» **Stated task**: Render every item below as a numbered list, leaving out any blank lines.

» **Recorded information**:
——
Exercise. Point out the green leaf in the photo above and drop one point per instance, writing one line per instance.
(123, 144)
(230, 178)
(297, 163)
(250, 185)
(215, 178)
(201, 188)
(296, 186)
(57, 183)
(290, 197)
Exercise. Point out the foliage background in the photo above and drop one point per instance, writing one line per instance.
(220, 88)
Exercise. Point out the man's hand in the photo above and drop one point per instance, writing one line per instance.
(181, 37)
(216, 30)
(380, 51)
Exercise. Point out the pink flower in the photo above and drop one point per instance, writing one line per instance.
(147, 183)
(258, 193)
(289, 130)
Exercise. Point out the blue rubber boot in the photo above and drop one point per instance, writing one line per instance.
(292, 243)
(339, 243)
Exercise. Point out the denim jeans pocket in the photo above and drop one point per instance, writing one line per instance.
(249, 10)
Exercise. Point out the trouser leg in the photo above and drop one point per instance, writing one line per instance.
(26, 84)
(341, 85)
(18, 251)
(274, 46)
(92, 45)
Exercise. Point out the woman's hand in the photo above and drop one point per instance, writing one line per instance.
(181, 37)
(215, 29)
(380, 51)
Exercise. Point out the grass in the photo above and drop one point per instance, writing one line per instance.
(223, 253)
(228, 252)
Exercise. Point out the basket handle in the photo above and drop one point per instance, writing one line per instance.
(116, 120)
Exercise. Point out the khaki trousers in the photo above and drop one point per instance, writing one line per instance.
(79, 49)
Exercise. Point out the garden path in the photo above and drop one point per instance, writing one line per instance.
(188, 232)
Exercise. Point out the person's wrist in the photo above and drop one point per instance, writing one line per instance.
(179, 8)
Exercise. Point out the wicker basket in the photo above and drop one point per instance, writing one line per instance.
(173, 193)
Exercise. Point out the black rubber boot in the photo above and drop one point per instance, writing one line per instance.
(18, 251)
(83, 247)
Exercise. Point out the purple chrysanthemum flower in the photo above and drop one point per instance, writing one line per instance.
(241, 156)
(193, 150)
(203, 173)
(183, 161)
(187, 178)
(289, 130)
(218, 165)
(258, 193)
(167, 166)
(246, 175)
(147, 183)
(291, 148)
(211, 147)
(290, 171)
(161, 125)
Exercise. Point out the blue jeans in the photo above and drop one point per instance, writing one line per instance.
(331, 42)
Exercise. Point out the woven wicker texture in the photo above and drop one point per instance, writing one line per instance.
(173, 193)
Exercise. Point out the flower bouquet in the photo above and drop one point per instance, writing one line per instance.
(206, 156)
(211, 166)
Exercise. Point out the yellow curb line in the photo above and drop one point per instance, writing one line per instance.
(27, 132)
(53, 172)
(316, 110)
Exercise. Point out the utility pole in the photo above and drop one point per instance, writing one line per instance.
——
» **Exercise solution**:
1. Exercise. Point out the green leaf in the photo above and drop one point per instance, writing one line per instance.
2. (123, 144)
3. (230, 178)
4. (297, 163)
5. (250, 185)
6. (215, 178)
7. (201, 188)
8. (296, 186)
9. (57, 183)
10. (290, 197)
11. Exercise. Point out the foliage background in the photo above and drop one point per instance, writing one line per instance.
12. (220, 88)
13. Exercise. Point out the man's hand in the photo above and drop one point per instance, writing one line per instance.
14. (181, 37)
15. (216, 30)
16. (380, 51)
17. Exercise. Point out the pink flower in the photo above and drop one point per instance, writing one line per instance.
18. (147, 183)
19. (258, 193)
20. (289, 130)
21. Exercise. Point out the blue rubber boot in the photo above and drop one point per instance, writing one line per instance.
22. (292, 243)
23. (339, 243)
24. Exercise. Point out the denim jeans pocket in the photo above and drop one point per instance, writing one line per instance.
25. (249, 10)
26. Exercise. Point out the trouser leg in the photo above and drop one point per instance, writing one line per instance.
27. (26, 84)
28. (341, 85)
29. (18, 251)
30. (274, 46)
31. (92, 45)
32. Exercise. Point out the woman's hand in the photo above and drop one point per instance, writing one line per instance.
33. (181, 37)
34. (215, 29)
35. (380, 51)
36. Exercise. Point out the grass in the photo above and drop one point per instance, writing one line per instance.
37. (223, 253)
38. (228, 252)
39. Exercise. Point out the basket handle in the photo above and drop one point per instance, writing one line per instance.
40. (116, 120)
41. Exercise. Point out the khaki trousers in the photo above and drop one point per instance, writing one line per instance.
42. (79, 49)
43. Exercise. Point out the garden path in the photo above and drop one point per instance, writing one line per instance.
44. (188, 232)
45. Exercise. Point out the person's wrist in the photo above and drop one point per instance, writing one line per instance.
46. (179, 8)
47. Exercise. Point out the wicker basket in the photo above and drop one point per instance, writing one line per instance.
48. (173, 193)
49. Exercise. Point out the black rubber boot in the photo above and drop one point per instance, writing one line per instance.
50. (18, 251)
51. (83, 247)
52. Exercise. Point out the purple chrysanthemum flower in the photo above and drop one point per instance, writing one line per instance.
53. (241, 156)
54. (193, 150)
55. (203, 173)
56. (183, 161)
57. (187, 178)
58. (289, 130)
59. (218, 165)
60. (258, 193)
61. (167, 166)
62. (246, 175)
63. (147, 183)
64. (291, 148)
65. (211, 147)
66. (290, 171)
67. (161, 125)
68. Exercise. Point out the blue jeans in the photo above and drop one point per instance, writing one line per instance.
69. (331, 42)
70. Exercise. Point out the woven wicker texture in the photo above and drop one point per instance, writing one line per instance.
71. (173, 193)
72. Exercise. Point out the flower bouquet in the photo above and drop one point per instance, writing one line per instance.
73. (206, 156)
74. (211, 166)
75. Exercise. Point out the yellow curb line in the photo above and drop one point per instance, writing one line per instance.
76. (27, 132)
77. (53, 172)
78. (316, 110)
79. Exercise. Point out the utility pole in the photo above and drop one point per instance, writing one line per instance.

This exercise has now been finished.